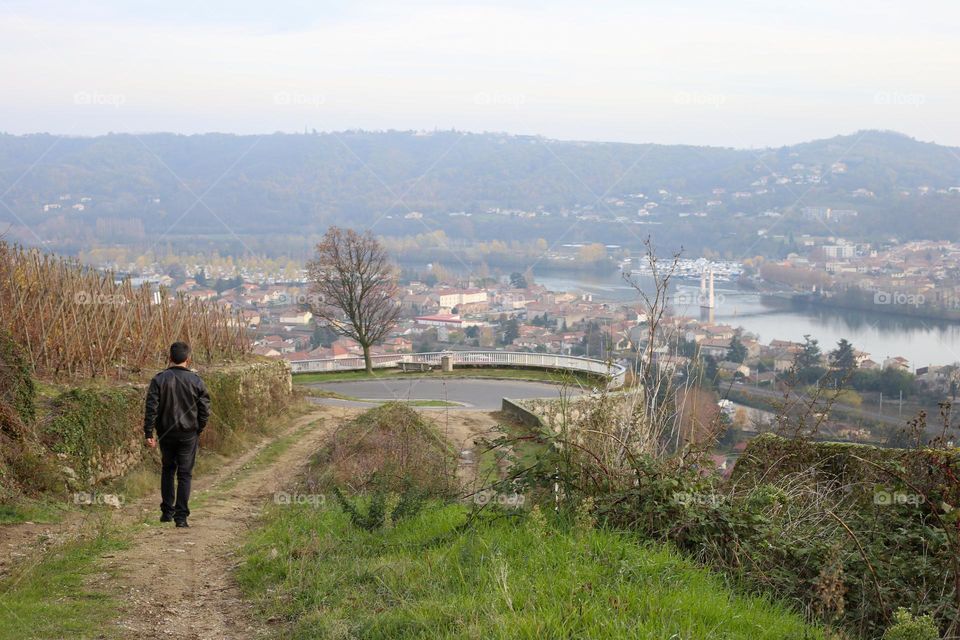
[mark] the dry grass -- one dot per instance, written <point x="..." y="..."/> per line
<point x="389" y="447"/>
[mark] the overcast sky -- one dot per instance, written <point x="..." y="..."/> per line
<point x="739" y="73"/>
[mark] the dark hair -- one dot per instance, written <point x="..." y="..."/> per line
<point x="179" y="352"/>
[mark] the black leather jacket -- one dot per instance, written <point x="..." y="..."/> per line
<point x="177" y="403"/>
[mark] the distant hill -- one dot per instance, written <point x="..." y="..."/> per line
<point x="124" y="187"/>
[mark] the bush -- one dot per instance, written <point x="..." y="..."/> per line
<point x="390" y="448"/>
<point x="908" y="627"/>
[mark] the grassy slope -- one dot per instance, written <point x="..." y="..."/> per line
<point x="50" y="599"/>
<point x="503" y="579"/>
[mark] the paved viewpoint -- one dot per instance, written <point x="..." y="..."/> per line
<point x="474" y="394"/>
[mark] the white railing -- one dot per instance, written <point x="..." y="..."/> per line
<point x="615" y="372"/>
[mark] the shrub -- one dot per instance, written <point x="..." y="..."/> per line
<point x="909" y="627"/>
<point x="390" y="448"/>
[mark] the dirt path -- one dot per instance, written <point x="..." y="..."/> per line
<point x="177" y="582"/>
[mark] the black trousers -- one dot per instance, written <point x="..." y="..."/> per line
<point x="178" y="451"/>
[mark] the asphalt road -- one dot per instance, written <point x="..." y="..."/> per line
<point x="473" y="394"/>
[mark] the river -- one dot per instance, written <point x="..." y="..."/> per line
<point x="922" y="342"/>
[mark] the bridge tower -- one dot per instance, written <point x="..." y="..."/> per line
<point x="707" y="300"/>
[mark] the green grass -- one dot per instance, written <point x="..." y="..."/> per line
<point x="50" y="599"/>
<point x="537" y="375"/>
<point x="504" y="578"/>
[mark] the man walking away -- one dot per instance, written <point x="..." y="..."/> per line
<point x="177" y="407"/>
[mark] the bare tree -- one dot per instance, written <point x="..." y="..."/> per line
<point x="355" y="286"/>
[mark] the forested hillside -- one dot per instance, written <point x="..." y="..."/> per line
<point x="73" y="192"/>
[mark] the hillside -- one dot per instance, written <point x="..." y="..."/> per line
<point x="71" y="193"/>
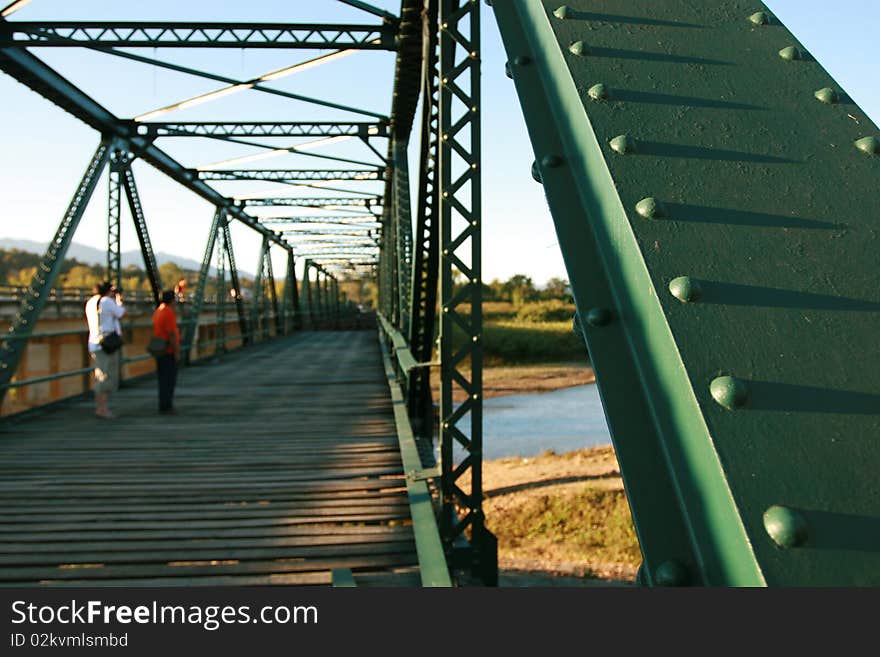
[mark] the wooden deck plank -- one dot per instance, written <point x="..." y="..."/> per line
<point x="281" y="465"/>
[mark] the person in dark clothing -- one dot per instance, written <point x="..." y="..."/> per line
<point x="165" y="328"/>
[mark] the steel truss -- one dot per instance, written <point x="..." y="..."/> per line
<point x="195" y="35"/>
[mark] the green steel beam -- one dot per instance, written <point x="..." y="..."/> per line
<point x="461" y="310"/>
<point x="293" y="175"/>
<point x="118" y="159"/>
<point x="143" y="235"/>
<point x="129" y="34"/>
<point x="14" y="343"/>
<point x="195" y="310"/>
<point x="429" y="547"/>
<point x="714" y="194"/>
<point x="264" y="128"/>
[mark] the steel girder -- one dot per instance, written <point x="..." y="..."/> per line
<point x="118" y="159"/>
<point x="128" y="34"/>
<point x="235" y="289"/>
<point x="264" y="129"/>
<point x="426" y="243"/>
<point x="713" y="191"/>
<point x="293" y="175"/>
<point x="32" y="72"/>
<point x="140" y="225"/>
<point x="14" y="343"/>
<point x="461" y="425"/>
<point x="192" y="319"/>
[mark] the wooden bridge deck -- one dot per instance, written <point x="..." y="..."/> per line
<point x="282" y="464"/>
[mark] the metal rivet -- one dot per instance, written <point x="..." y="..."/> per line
<point x="790" y="54"/>
<point x="579" y="48"/>
<point x="598" y="92"/>
<point x="598" y="317"/>
<point x="729" y="392"/>
<point x="670" y="573"/>
<point x="536" y="173"/>
<point x="785" y="526"/>
<point x="651" y="208"/>
<point x="827" y="96"/>
<point x="563" y="12"/>
<point x="685" y="289"/>
<point x="623" y="144"/>
<point x="870" y="145"/>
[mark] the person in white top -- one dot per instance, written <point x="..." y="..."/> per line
<point x="109" y="302"/>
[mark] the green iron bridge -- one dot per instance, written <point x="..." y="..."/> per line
<point x="714" y="194"/>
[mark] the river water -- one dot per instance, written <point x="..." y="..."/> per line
<point x="526" y="425"/>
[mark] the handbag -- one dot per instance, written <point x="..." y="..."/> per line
<point x="110" y="342"/>
<point x="157" y="347"/>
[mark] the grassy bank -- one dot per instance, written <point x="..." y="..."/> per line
<point x="538" y="332"/>
<point x="562" y="514"/>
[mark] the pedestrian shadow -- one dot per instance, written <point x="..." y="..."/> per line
<point x="735" y="294"/>
<point x="729" y="216"/>
<point x="661" y="149"/>
<point x="599" y="17"/>
<point x="795" y="398"/>
<point x="651" y="98"/>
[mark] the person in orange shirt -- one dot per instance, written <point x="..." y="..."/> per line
<point x="165" y="328"/>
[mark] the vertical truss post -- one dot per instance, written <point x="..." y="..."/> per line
<point x="427" y="239"/>
<point x="291" y="307"/>
<point x="13" y="345"/>
<point x="460" y="201"/>
<point x="220" y="307"/>
<point x="402" y="217"/>
<point x="236" y="285"/>
<point x="192" y="320"/>
<point x="273" y="294"/>
<point x="307" y="292"/>
<point x="140" y="226"/>
<point x="257" y="307"/>
<point x="118" y="161"/>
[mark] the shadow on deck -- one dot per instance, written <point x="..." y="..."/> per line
<point x="282" y="465"/>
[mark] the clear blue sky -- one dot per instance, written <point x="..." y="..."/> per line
<point x="45" y="151"/>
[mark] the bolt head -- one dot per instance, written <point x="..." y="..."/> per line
<point x="598" y="317"/>
<point x="827" y="96"/>
<point x="869" y="145"/>
<point x="729" y="392"/>
<point x="563" y="12"/>
<point x="791" y="54"/>
<point x="579" y="48"/>
<point x="685" y="289"/>
<point x="599" y="92"/>
<point x="651" y="208"/>
<point x="623" y="144"/>
<point x="785" y="526"/>
<point x="670" y="573"/>
<point x="536" y="173"/>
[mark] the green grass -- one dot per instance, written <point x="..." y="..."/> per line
<point x="589" y="524"/>
<point x="516" y="343"/>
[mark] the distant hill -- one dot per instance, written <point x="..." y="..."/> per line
<point x="92" y="256"/>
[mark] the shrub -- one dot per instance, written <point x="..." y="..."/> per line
<point x="554" y="310"/>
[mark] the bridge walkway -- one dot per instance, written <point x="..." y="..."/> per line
<point x="281" y="465"/>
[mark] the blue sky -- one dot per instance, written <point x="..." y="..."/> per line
<point x="44" y="151"/>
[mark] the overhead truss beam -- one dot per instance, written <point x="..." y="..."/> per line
<point x="129" y="34"/>
<point x="265" y="129"/>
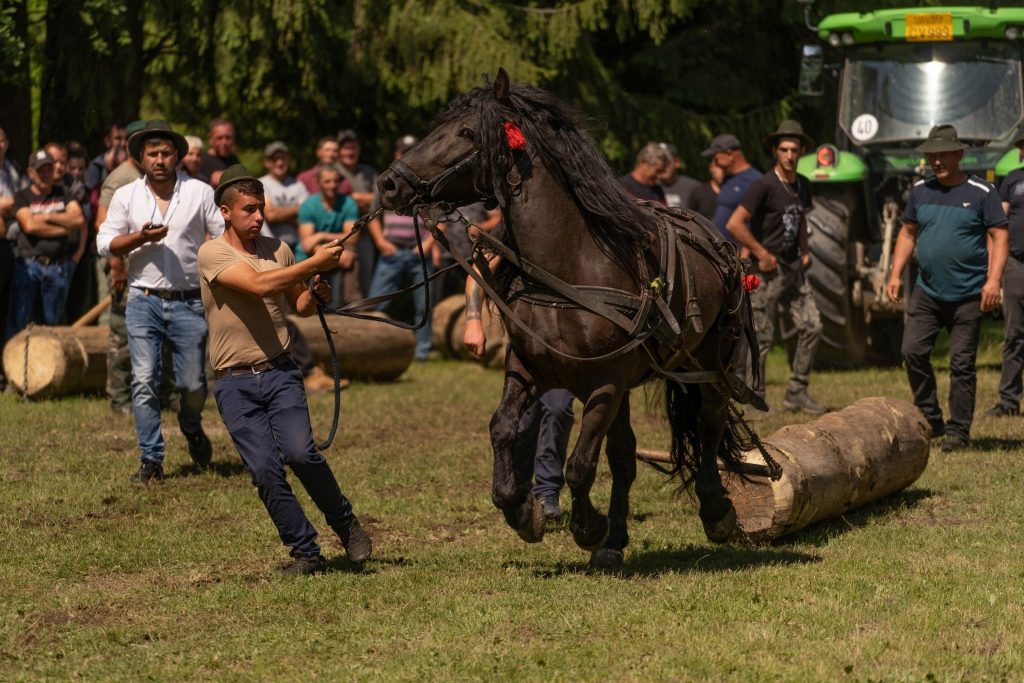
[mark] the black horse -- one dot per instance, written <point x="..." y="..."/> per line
<point x="635" y="269"/>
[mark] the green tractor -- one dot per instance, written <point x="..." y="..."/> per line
<point x="898" y="72"/>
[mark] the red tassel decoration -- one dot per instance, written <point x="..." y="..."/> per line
<point x="515" y="137"/>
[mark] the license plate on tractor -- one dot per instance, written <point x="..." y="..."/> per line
<point x="936" y="26"/>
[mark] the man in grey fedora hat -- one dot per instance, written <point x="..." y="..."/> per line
<point x="1012" y="194"/>
<point x="161" y="219"/>
<point x="954" y="222"/>
<point x="771" y="222"/>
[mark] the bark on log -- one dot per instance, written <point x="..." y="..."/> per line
<point x="839" y="462"/>
<point x="450" y="326"/>
<point x="62" y="360"/>
<point x="366" y="349"/>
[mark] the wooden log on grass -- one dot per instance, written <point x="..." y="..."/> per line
<point x="367" y="349"/>
<point x="61" y="360"/>
<point x="839" y="462"/>
<point x="450" y="326"/>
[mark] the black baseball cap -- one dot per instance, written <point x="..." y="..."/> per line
<point x="723" y="142"/>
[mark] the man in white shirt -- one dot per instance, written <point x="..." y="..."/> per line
<point x="162" y="219"/>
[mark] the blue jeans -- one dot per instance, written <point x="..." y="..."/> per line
<point x="48" y="283"/>
<point x="150" y="321"/>
<point x="391" y="271"/>
<point x="268" y="420"/>
<point x="542" y="439"/>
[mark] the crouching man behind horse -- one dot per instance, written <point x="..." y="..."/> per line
<point x="245" y="279"/>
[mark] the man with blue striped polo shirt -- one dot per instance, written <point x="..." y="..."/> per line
<point x="958" y="227"/>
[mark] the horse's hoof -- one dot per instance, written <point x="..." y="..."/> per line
<point x="594" y="538"/>
<point x="532" y="531"/>
<point x="725" y="529"/>
<point x="606" y="559"/>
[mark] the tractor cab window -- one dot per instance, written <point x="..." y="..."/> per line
<point x="896" y="92"/>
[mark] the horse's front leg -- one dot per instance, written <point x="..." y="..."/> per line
<point x="717" y="511"/>
<point x="514" y="466"/>
<point x="622" y="450"/>
<point x="590" y="527"/>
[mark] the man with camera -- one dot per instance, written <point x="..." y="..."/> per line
<point x="162" y="219"/>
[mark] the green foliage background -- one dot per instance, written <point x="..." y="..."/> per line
<point x="679" y="71"/>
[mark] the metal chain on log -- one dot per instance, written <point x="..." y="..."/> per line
<point x="25" y="384"/>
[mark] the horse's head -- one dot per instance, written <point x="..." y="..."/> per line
<point x="454" y="163"/>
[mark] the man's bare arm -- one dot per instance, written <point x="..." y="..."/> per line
<point x="37" y="225"/>
<point x="905" y="243"/>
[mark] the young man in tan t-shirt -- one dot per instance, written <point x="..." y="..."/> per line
<point x="245" y="279"/>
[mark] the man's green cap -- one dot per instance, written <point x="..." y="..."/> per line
<point x="134" y="127"/>
<point x="788" y="128"/>
<point x="941" y="138"/>
<point x="155" y="128"/>
<point x="231" y="175"/>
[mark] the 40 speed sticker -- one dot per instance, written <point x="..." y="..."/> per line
<point x="864" y="127"/>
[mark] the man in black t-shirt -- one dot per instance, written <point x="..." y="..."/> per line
<point x="52" y="239"/>
<point x="220" y="154"/>
<point x="1012" y="194"/>
<point x="771" y="223"/>
<point x="641" y="182"/>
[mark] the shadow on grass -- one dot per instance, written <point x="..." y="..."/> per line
<point x="995" y="443"/>
<point x="688" y="559"/>
<point x="218" y="468"/>
<point x="820" y="534"/>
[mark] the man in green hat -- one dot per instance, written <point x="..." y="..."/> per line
<point x="955" y="224"/>
<point x="161" y="219"/>
<point x="771" y="223"/>
<point x="246" y="281"/>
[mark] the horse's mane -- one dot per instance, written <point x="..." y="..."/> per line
<point x="558" y="135"/>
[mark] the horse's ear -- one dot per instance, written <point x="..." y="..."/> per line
<point x="502" y="85"/>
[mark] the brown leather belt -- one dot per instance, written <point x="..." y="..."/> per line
<point x="171" y="295"/>
<point x="252" y="370"/>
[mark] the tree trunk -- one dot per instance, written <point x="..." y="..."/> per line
<point x="841" y="461"/>
<point x="366" y="349"/>
<point x="61" y="360"/>
<point x="450" y="326"/>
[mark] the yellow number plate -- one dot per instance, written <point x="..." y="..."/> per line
<point x="938" y="26"/>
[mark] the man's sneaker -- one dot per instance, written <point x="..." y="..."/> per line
<point x="802" y="401"/>
<point x="753" y="414"/>
<point x="1000" y="411"/>
<point x="305" y="565"/>
<point x="147" y="472"/>
<point x="200" y="449"/>
<point x="552" y="512"/>
<point x="357" y="545"/>
<point x="953" y="443"/>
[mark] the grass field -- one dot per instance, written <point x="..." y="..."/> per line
<point x="103" y="581"/>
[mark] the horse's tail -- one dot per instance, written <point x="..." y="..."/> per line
<point x="683" y="406"/>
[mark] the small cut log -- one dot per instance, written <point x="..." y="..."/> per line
<point x="61" y="360"/>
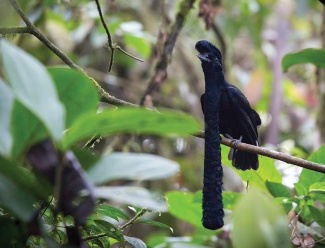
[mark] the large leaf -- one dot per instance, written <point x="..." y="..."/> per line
<point x="130" y="120"/>
<point x="182" y="205"/>
<point x="135" y="242"/>
<point x="112" y="212"/>
<point x="229" y="198"/>
<point x="277" y="189"/>
<point x="7" y="100"/>
<point x="33" y="86"/>
<point x="25" y="179"/>
<point x="309" y="55"/>
<point x="132" y="166"/>
<point x="265" y="172"/>
<point x="24" y="137"/>
<point x="258" y="222"/>
<point x="135" y="196"/>
<point x="309" y="177"/>
<point x="16" y="199"/>
<point x="76" y="92"/>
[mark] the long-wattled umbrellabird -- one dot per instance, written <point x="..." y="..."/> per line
<point x="226" y="111"/>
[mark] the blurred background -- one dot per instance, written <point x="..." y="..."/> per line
<point x="253" y="36"/>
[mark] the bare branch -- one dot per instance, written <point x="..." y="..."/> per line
<point x="111" y="46"/>
<point x="271" y="154"/>
<point x="161" y="67"/>
<point x="31" y="29"/>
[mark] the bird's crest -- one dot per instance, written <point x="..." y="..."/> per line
<point x="205" y="47"/>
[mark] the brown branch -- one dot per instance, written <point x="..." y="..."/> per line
<point x="111" y="46"/>
<point x="271" y="154"/>
<point x="161" y="67"/>
<point x="31" y="29"/>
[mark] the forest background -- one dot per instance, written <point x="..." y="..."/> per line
<point x="272" y="51"/>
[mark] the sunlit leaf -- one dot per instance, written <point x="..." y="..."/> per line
<point x="7" y="100"/>
<point x="136" y="196"/>
<point x="156" y="223"/>
<point x="309" y="177"/>
<point x="110" y="230"/>
<point x="258" y="222"/>
<point x="265" y="172"/>
<point x="277" y="189"/>
<point x="33" y="87"/>
<point x="24" y="137"/>
<point x="318" y="187"/>
<point x="135" y="242"/>
<point x="112" y="212"/>
<point x="309" y="55"/>
<point x="229" y="198"/>
<point x="182" y="206"/>
<point x="16" y="199"/>
<point x="76" y="92"/>
<point x="130" y="120"/>
<point x="133" y="166"/>
<point x="25" y="179"/>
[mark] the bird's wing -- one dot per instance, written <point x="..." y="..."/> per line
<point x="202" y="102"/>
<point x="248" y="118"/>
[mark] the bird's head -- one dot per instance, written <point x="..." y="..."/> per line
<point x="209" y="55"/>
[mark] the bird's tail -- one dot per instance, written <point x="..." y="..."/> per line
<point x="212" y="189"/>
<point x="243" y="160"/>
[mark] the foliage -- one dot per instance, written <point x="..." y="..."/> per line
<point x="76" y="172"/>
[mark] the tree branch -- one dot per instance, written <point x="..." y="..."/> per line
<point x="271" y="154"/>
<point x="161" y="67"/>
<point x="31" y="29"/>
<point x="105" y="97"/>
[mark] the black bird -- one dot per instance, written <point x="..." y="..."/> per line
<point x="226" y="111"/>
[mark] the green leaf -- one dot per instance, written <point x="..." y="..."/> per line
<point x="7" y="101"/>
<point x="86" y="157"/>
<point x="76" y="92"/>
<point x="33" y="86"/>
<point x="111" y="230"/>
<point x="309" y="55"/>
<point x="136" y="196"/>
<point x="318" y="215"/>
<point x="135" y="242"/>
<point x="16" y="199"/>
<point x="24" y="137"/>
<point x="139" y="43"/>
<point x="25" y="179"/>
<point x="110" y="211"/>
<point x="309" y="177"/>
<point x="318" y="187"/>
<point x="112" y="121"/>
<point x="261" y="224"/>
<point x="156" y="223"/>
<point x="266" y="171"/>
<point x="229" y="198"/>
<point x="277" y="189"/>
<point x="133" y="166"/>
<point x="182" y="206"/>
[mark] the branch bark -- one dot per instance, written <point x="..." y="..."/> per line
<point x="271" y="154"/>
<point x="31" y="29"/>
<point x="161" y="67"/>
<point x="105" y="97"/>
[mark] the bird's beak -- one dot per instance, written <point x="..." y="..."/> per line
<point x="203" y="57"/>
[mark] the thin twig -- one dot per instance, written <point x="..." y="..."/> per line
<point x="161" y="67"/>
<point x="105" y="97"/>
<point x="111" y="46"/>
<point x="31" y="29"/>
<point x="271" y="154"/>
<point x="134" y="219"/>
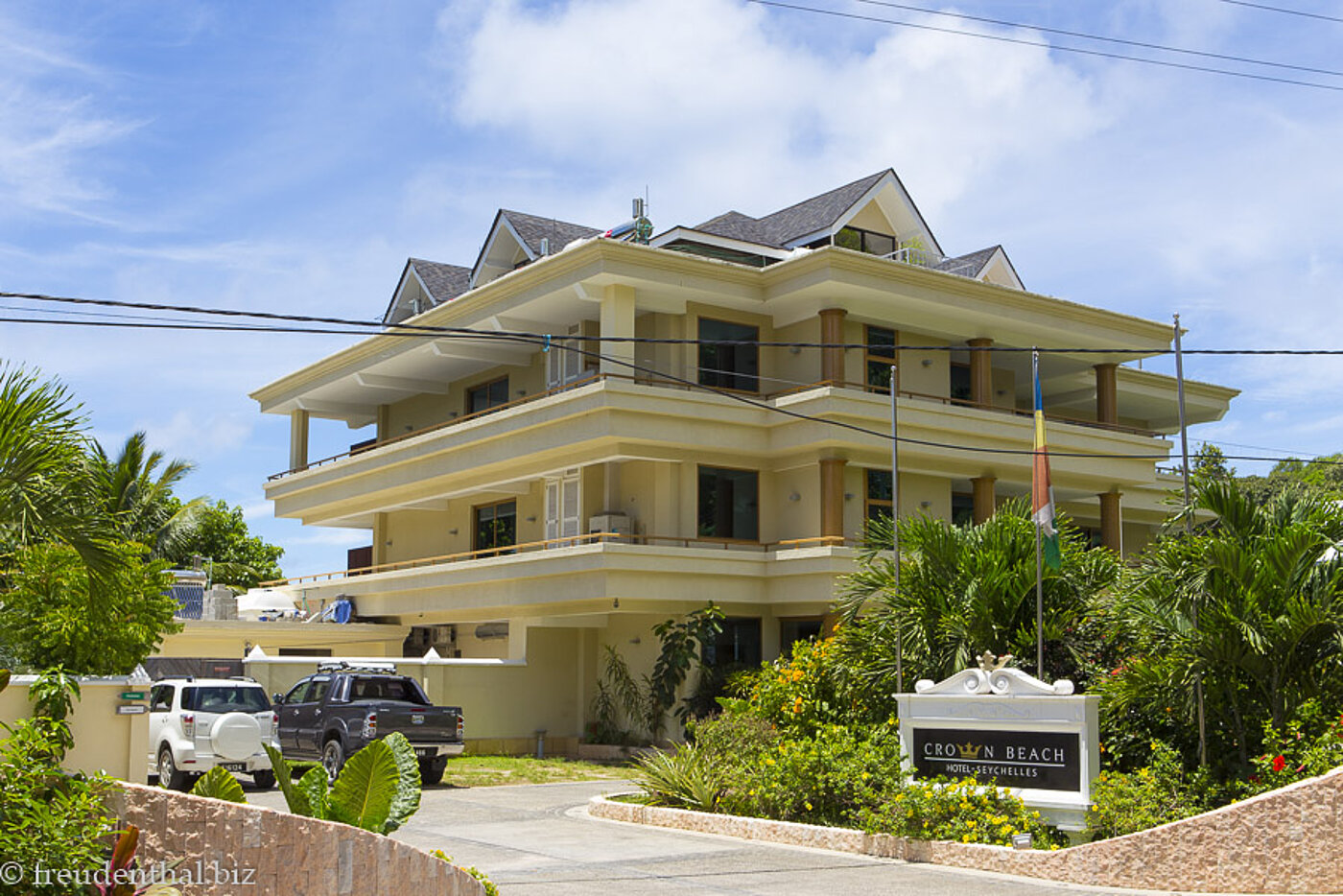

> **Your objective**: Copy the records without changes, starting at the line containing "[mark] the bird's beak" and ending at the end of the records. Leave out the pictures.

> **Exercise solution**:
[mark] the bird's beak -- one dot per instance, written <point x="..." y="..."/> per line
<point x="203" y="57"/>
[mark] the thin twig -- one dot per instance, written <point x="..." y="..."/> per line
<point x="161" y="67"/>
<point x="105" y="97"/>
<point x="111" y="46"/>
<point x="31" y="29"/>
<point x="271" y="154"/>
<point x="134" y="219"/>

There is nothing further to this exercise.